_About this task_
For the records below, print the lines from the line with "Target: dump truck" through the line with "[(298, 176)]" exactly as written; include both end lines and exclude the rest.

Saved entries
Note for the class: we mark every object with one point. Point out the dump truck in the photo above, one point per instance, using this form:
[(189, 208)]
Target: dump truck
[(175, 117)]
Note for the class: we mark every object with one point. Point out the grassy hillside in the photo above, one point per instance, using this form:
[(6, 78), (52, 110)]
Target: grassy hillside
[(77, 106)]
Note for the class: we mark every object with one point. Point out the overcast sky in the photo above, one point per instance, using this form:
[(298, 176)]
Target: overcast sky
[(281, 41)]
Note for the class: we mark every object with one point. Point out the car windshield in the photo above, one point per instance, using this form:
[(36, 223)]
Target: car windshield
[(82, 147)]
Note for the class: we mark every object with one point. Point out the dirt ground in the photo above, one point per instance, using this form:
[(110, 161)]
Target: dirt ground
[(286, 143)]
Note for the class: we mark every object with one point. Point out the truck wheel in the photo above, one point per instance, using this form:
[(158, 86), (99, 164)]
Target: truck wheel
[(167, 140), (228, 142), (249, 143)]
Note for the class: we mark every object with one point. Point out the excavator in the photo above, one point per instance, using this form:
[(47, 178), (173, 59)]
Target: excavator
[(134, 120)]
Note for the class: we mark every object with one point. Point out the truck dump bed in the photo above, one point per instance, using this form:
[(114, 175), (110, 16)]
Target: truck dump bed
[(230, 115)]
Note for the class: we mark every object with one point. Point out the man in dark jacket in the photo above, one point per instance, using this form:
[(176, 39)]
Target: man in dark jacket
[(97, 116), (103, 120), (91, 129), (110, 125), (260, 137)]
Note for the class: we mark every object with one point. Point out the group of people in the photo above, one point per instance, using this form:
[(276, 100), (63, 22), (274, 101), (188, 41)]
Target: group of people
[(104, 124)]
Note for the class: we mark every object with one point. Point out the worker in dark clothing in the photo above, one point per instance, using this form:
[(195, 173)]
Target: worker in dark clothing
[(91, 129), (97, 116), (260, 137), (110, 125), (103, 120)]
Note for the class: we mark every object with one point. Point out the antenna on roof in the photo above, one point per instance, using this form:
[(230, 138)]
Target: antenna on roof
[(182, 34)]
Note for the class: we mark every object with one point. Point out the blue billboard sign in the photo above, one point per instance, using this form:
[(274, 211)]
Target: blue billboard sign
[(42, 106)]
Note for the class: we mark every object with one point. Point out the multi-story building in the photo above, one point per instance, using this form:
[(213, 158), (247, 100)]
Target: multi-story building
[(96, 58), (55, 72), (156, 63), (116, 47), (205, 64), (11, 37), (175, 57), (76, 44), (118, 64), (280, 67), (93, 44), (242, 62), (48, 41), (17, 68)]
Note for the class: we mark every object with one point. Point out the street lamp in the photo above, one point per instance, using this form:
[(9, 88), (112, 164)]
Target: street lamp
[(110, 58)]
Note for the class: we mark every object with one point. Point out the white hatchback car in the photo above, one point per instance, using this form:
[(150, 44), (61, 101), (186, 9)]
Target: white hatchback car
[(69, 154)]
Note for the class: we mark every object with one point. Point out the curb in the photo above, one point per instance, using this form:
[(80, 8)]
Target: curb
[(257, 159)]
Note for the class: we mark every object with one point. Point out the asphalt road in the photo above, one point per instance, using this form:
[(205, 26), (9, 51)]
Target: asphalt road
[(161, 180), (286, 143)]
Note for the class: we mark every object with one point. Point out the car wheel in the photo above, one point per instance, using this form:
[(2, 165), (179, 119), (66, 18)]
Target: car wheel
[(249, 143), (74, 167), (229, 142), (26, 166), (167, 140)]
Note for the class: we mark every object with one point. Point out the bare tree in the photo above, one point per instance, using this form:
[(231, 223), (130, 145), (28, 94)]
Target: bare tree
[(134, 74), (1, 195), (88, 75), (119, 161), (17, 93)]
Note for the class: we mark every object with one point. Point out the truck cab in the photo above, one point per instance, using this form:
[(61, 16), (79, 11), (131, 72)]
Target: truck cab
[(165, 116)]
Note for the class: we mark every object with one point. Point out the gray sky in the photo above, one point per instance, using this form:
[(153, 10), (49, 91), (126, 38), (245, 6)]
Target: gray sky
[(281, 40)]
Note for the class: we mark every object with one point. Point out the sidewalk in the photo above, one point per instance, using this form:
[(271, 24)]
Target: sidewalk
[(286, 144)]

_Written answer_
Target: dump truck
[(175, 117)]
Note for the class: we mark every object with one point. Point out the grassy hillside in the photo above, one point per instance, using this form:
[(6, 78), (52, 110)]
Target: grassy hillside
[(77, 106)]
Note for the class: we mark every object with one point. Point out the overcast sky in the photo above, one point per instance, using this form:
[(298, 176)]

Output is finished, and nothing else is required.